> [WHAT IS ASKED] Reproduce the material word for word from the line with "Please locate tree" up to and including the line with "187, 2, 300, 73". Leave the pictures out of your answer.

> [DATA SHOWN]
-- START --
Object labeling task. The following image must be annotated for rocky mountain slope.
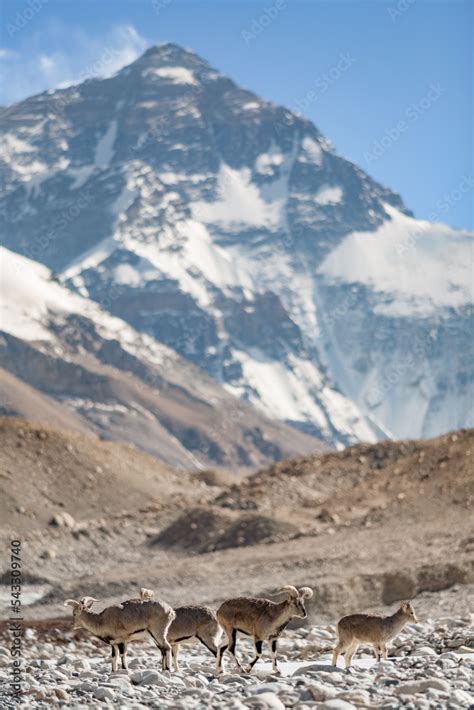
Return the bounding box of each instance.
-- END --
-- START --
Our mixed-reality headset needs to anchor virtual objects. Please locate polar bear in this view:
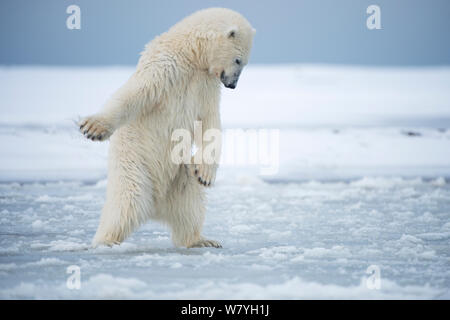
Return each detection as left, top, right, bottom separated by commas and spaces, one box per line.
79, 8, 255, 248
-- END --
-- START --
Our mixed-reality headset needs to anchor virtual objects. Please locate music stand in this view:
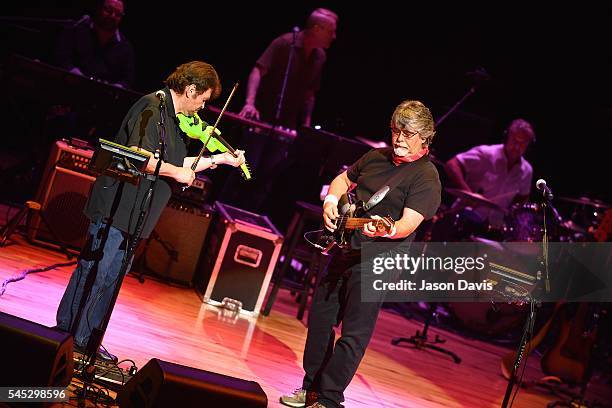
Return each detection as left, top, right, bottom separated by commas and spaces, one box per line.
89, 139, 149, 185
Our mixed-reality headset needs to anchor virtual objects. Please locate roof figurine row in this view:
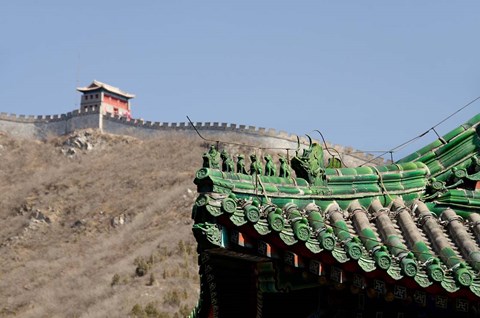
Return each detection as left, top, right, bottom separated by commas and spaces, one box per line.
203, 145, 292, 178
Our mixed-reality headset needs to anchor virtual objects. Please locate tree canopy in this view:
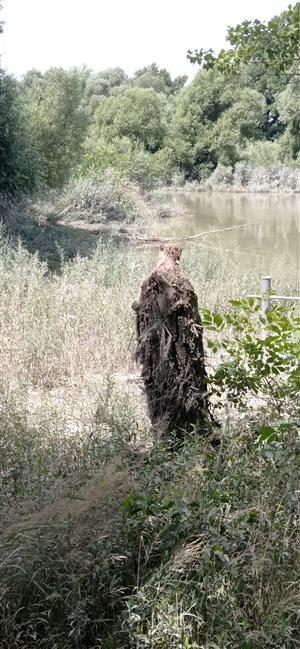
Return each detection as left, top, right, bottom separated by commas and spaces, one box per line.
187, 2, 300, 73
-- END --
> [EXERCISE RESPONSE]
Our mixed-reality headset needs to anchor virtual objects. Please locate tree canopy in this view:
Return each detection as left, top, right, bottom separated by commas and spaces, one box per line.
187, 2, 300, 73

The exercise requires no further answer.